Could you reproduce all of the data below verbatim, line for line, with the pictures left out?
+++ GIVEN DATA +++
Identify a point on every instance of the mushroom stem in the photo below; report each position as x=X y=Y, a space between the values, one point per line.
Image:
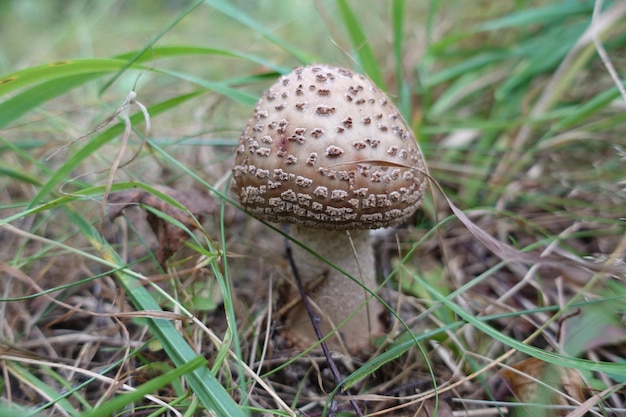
x=335 y=295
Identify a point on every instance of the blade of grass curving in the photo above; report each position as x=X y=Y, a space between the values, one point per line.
x=363 y=49
x=534 y=15
x=118 y=403
x=404 y=94
x=18 y=175
x=587 y=108
x=175 y=51
x=11 y=82
x=130 y=62
x=220 y=88
x=54 y=397
x=64 y=172
x=204 y=384
x=239 y=15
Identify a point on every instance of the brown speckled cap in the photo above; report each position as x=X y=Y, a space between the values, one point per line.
x=326 y=149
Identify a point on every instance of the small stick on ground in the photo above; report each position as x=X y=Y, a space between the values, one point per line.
x=315 y=322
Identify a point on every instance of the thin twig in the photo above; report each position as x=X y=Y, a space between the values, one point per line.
x=318 y=332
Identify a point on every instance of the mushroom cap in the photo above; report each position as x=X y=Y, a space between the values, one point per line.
x=326 y=149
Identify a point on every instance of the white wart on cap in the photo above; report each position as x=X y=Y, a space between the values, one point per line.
x=325 y=148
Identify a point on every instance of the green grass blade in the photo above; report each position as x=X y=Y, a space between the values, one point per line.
x=365 y=54
x=22 y=103
x=204 y=384
x=535 y=15
x=118 y=403
x=55 y=397
x=11 y=82
x=242 y=17
x=64 y=172
x=546 y=356
x=179 y=51
x=130 y=62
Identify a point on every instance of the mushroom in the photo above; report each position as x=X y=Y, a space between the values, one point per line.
x=328 y=153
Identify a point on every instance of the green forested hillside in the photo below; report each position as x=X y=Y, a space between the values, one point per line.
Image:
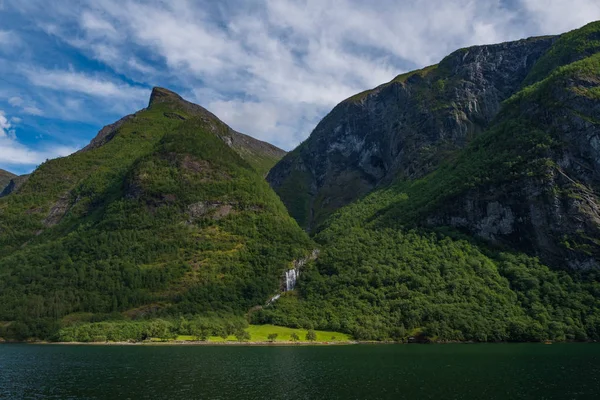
+++
__SOLUTION TO THIS PROBLEM__.
Identify a point on every instance of the mushroom stem in the photo below; report each position as x=X y=Y, a space between the values, one point per line.
Image:
x=335 y=295
Identify a point on every instance of the blade of grass curving in the photo above; report each position as x=X y=Y, a space between the values, one point per line.
x=363 y=49
x=534 y=15
x=118 y=403
x=404 y=94
x=18 y=175
x=587 y=108
x=175 y=51
x=11 y=82
x=130 y=62
x=220 y=88
x=54 y=397
x=64 y=172
x=204 y=384
x=239 y=15
Identify a point on every instance of the brown speckled cap in the photo above; report each position as x=X y=Y, a space between the values, one point per line.
x=326 y=149
Identify a point on every instance of the small stick on ground in the photo above; report each position as x=X y=Y, a space between the values, one point per line.
x=315 y=322
Identify a point on every instance of the thin twig in the photo above; report each position as x=X y=Y, a space between the values, one point per line.
x=318 y=332
Identify a point on every instance of the mushroom cap in the photo above; report each position as x=X y=Y, a space between the values, one point per line.
x=326 y=149
Identify a point on every instance of the white wart on cap in the photo above; report each position as x=X y=Y, a space between the values, one point per line.
x=325 y=148
Identify a point on every instance of the green grass blade in the photo above; report each position as x=X y=Y, a space between the values, one point per line.
x=365 y=54
x=22 y=103
x=204 y=384
x=535 y=15
x=118 y=403
x=55 y=397
x=11 y=82
x=242 y=17
x=64 y=172
x=546 y=356
x=179 y=51
x=130 y=62
Identify a point on every instance of the mushroom in the photo above; report each position as x=X y=Y, a space between the values, one point per line.
x=328 y=153
Identify a point on every instance of the green forested hillside in the photo below; report each position as x=X y=Y, a space between the values, one point per line.
Image:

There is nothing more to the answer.